### 阅读节选
里尔克在《给一个青年诗人的十封信》中说:“如果你觉得你的日常生活很贫乏,不要抱怨它;还是抱怨你自己吧,怨你还不够做一个诗人来挖掘生活的宝藏;因为对于创作者没有贫乏,也没有贫瘠的地方。”感谢里尔克的良言。是的。在生活面前,只有谦卑地扑下身子,用心灵开掘坚硬的生活外壳,才会发现闪光的诗歌。
海南诗人乐冰就是这样一位关注现实生活、体恤民生疾苦,对生活充满感恩的人。比如,他的《赎罪》读后让人为之一震:“幕色中,我看见那个拾荒人/把一袋矿泉水瓶子拉回了家/夜里,他悄悄地死了/人们把他运到火葬场/就像运到垃圾处理厂/他给人留下的印象是食指裹着白色胶布/在低矮的工棚里呼呼地喝着稀饭/这些记忆/像他生前捡到的垃圾/用不了多久就会腐烂/仿佛不曾来到这个世上……(见《诗江南》2014年第1期)从诗里我们读出诗人的善良、忧伤和无奈。这是普通生活的经验,普通生活的细节,被诗人敏锐地捕捉到了。语言的躯壳里盛装着诗人疼痛的心灵和悲悯的情怀。这样的诗歌怎能不打动人心?理所当然应当受到读者喜爱。

### 任务目标 A
根据谈乐冰诗歌的短文,《赎罪》一诗刊载于哪一期刊物?
### 任务目标 B
请从谈乐冰诗歌的短文最后一句之后接着续写。

### 资料区块
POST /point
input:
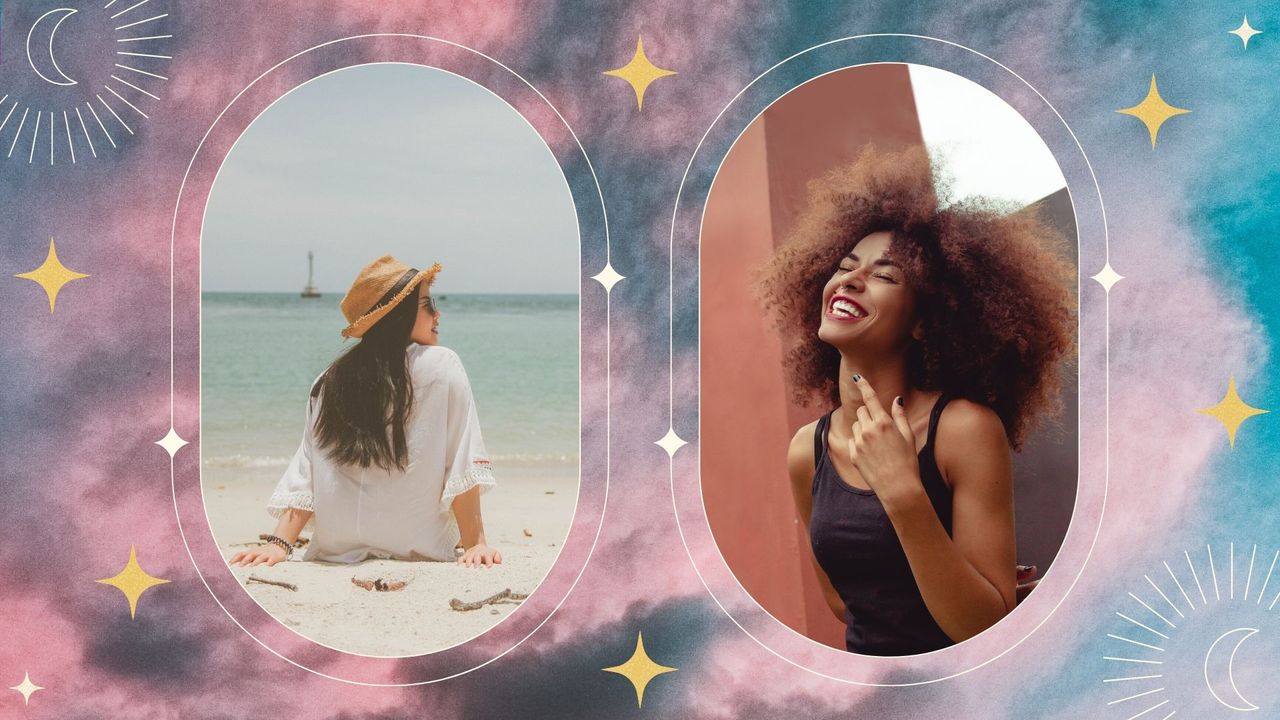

### 书面回答 A
《诗江南》2014年第1期。

### 书面回答 B
乐冰作为上个世纪九十年代的闯海人,我们在海南相识。他内敛、谦和、善良,谈谈他的诗歌,我没有必要避嫌,也没有必要找借口推辞。用商震的话来说“乐冰这个人靠谱。”多年前,为了生存,乐冰人在商海,心在文学,但他最终还是上了岸。他现在在机关里做事,每天按时上班,按时下班,最喜欢去的地方不是按摩房,而是健身房。为此,他还获得过2010年海南省健康先生季军。乐冰不抽烟、不酗酒、不打麻将,也没听说有啥绯闻,用“好市民”来形容他是恰当不过的。总而言之,生活中的乐冰也没有把自己当做诗人,他像普普通通的市民一样生活。然而,在阅读乐冰的诗歌后,你会发现他确确实实是一位诗人,还是一位优秀的诗人。因为他不仅在中学时代就在《文学少年》、《中学生文学》、《中国青年报》、《语文报》等报刊发表作品了,而且多年来一直甘于寂寞、潜心读书与创作,加上他的天赋和悟性,近年来又确实写出了不少让人刮目相看的作品。
也许是不忘当年闯海创业时的辛苦,乐冰的诗歌,大多保持着自然朴实的可贵情怀,如《漫步在天安门广场》:“漫步在天安门广场/我想起乡下满头飘雪的母亲/我的母亲从没来过北京/可她教我唱的第一首歌/就是《我爱北京天安门》//啊,四十年前漫天的大雪/掩住了村庄和群山/却掩不住母亲满含的泪水//母亲啊,当你的儿子/漫步在天安门广场/因为那个冬天而倍感温暖”……(见《北京文学》2013年第9期)读着读着,我的眼眶情不自禁地湿润了。它让我们看到诗歌可以写得这样朴素、这样有力、这样感人。我相信,这样的诗歌不用担心没有读者。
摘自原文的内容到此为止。